* _Extracted text_
========

Form 8-K

 

 

UNITED STATES

SECURITIES AND EXCHANGE COMMISSION

WASHINGTON, D.C. 20549

 

 

FORM 8-K

 

 

CURRENT REPORT

Pursuant to Section 13 or 15(d)

of the Securities Exchange Act of 1934

Date of Report (Date of earliest event reported): October 30, 2014

 

 

DESTINATION XL GROUP, INC.

(Exact name of Registrant as Specified in Its Charter)

 

 

 

Delaware   01-34219   04-2623104

(State or Other Jurisdiction

of Incorporation)

 

(Commission

File Number)

 

(IRS Employer

Identification No.)

 

555 Turnpike Street,

Canton, Massachusetts

  02021
(Address of Principal Executive Offices)   (Zip Code)

Registrant’s Telephone Number, Including Area Code: (781) 828-9300

 

 

Check the appropriate box below if the Form 8-K filing is intended to simultaneously satisfy the filing obligation of the registrant under any of the following provisions (see General Instructions A.2. below):

 

¨ Written communications pursuant to Rule 425 under the Securities Act (17 CFR 230.425)

 

¨ Soliciting material pursuant to Rule 14a-12 under the Exchange Act (17 CFR 240.14a-12)

 

¨ Pre-commencement communications pursuant to Rule 14d-2(b) under the Exchange Act (17 CFR 240.14d-2(b))

 

¨ Pre-commencement communications pursuant to Rule 13e-4(c) under the Exchange Act (17 CFR 240.13e-4(c))

 

 

 


Item 1.01 Entry into a Material Definitive Agreement.

Amendment to Credit Facility with Bank of America, N.A.

On October 30, 2014, Destination XL Group, Inc. (the “Company”) amended its credit facility with Bank of America, N.A, effective October 29, 2014, by executing the Second Amendment to the Sixth Amended and Restated Loan and Security Agreement dated as of November 10, 2010, as amended by the First Amendment to Sixth Amended and Restated Loan and Security Agreement, the First Amendment to Amended and Restated Guaranty Agreement, the First Amendment to Amended and Restated Security Agreement, and the Termination Agreement, dated as of June 26, 2013 (collectively, the “Amended Credit Facility”).

The Amended Credit Facility provides for an increase in the maximum committed borrowings from $100 million to $125 million. The Amended Credit Facility continues to include, pursuant to an accordion feature, the ability to increase the Amended Credit Facility by an additional $50 million upon the request of the Company and the agreement of the lender(s) participating in the increase. There were no changes to the sublimit of $20 million for commercial and standby letter of credits or the sublimit of up to $15 million for Swingline Loans. The Company’s ability to borrow under the Amended Credit Facility (the “Loan Cap”) is determined using an availability formula based on eligible assets. The Amended Credit Facility requires the Company to maintain a minimum consolidated fixed charge coverage ratio of 1.0:1.0 if its excess availability under the Amended Credit Facility fails to be equal to or greater than the greater of 10% of the Loan Cap and $7.5 million.

========

* _Supplied data_
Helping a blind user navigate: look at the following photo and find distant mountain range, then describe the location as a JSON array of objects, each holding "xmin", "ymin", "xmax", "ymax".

========

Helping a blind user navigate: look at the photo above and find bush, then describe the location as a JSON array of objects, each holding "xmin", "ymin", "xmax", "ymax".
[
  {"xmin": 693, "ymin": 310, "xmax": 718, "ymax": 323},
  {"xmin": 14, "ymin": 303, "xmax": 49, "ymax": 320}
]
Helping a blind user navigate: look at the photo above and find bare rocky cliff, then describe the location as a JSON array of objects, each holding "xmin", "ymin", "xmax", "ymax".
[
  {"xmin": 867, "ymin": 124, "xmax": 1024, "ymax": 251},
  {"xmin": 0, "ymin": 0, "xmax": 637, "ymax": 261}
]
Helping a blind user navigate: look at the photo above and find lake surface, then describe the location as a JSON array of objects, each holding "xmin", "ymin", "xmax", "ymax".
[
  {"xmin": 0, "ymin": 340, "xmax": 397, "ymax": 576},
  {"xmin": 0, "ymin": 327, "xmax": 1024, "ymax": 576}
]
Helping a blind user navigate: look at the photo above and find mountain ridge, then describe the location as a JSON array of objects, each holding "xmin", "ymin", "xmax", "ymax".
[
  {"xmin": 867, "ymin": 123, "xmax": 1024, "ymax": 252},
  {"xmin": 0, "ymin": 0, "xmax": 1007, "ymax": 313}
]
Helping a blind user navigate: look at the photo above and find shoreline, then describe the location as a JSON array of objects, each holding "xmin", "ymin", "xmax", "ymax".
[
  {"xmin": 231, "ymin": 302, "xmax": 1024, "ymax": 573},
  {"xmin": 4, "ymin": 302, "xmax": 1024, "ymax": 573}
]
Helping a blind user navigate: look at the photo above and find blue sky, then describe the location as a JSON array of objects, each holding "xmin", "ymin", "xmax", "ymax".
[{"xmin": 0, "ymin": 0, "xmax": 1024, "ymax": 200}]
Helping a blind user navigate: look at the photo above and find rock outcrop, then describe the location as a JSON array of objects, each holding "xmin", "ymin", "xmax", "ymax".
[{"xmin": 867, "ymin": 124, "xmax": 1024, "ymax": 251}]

========

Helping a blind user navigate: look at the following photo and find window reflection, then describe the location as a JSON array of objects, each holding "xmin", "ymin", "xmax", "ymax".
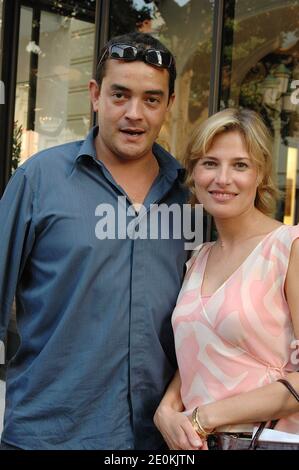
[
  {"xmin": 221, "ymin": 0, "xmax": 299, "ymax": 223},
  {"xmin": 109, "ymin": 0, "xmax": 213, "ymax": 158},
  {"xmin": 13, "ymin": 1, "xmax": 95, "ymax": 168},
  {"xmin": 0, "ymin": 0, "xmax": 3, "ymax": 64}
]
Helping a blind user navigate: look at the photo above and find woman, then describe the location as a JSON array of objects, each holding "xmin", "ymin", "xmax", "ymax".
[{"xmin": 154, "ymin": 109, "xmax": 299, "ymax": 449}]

========

* _Prompt 1_
From the Form 8-K, reproduce word for word the passage between "of the Securities" and "in Its Charter)", inclusive.
* _Prompt 2_
In the Form 8-K, what additional amount may the Amended Credit Facility be increased by through its accordion feature?

* _Written solution 1_
of the Securities Exchange Act of 1934

Date of Report (Date of earliest event reported): October 30, 2014

 

 

DESTINATION XL GROUP, INC.

(Exact name of Registrant as Specified in Its Charter)

* _Written solution 2_
An additional $50 million.